> **RECORDS TO PROCESS**

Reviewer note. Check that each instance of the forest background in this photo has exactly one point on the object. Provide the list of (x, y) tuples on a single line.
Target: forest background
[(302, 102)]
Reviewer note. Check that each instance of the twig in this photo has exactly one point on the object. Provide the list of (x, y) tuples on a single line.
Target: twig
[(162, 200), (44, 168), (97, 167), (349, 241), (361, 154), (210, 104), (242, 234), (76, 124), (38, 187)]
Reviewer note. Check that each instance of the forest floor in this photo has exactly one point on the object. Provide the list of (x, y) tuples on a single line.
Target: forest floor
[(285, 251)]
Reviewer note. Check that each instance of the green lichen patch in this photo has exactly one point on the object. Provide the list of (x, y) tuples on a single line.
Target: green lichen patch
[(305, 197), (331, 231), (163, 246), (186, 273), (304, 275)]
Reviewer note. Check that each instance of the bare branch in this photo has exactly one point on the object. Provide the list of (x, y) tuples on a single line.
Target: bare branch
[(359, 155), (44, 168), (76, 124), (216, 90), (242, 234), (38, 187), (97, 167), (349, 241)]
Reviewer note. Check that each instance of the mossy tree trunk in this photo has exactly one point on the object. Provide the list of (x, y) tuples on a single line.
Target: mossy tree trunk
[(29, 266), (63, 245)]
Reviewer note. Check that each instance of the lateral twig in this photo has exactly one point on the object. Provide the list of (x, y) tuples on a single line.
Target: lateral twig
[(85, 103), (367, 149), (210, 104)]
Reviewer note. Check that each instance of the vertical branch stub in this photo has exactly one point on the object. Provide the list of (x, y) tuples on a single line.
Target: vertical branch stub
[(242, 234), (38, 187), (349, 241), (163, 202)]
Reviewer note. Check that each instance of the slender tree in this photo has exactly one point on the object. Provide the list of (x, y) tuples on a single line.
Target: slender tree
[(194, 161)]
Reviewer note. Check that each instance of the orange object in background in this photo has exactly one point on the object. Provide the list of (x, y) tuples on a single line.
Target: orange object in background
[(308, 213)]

> **TASK PROMPT**
Could you copy out, character for character, the lines in the items above from the one containing "Reviewer note. Check that each instance of the lateral" through the one containing "[(85, 103), (367, 149), (210, 104)]"?

> **ANSWER BELOW**
Reviewer note. Check that each instance of the lateral twig in this photo has exactly one point on the object. Provide the list of (x, y) tuples on a single line.
Target: lateral twig
[(85, 103), (367, 149), (210, 104)]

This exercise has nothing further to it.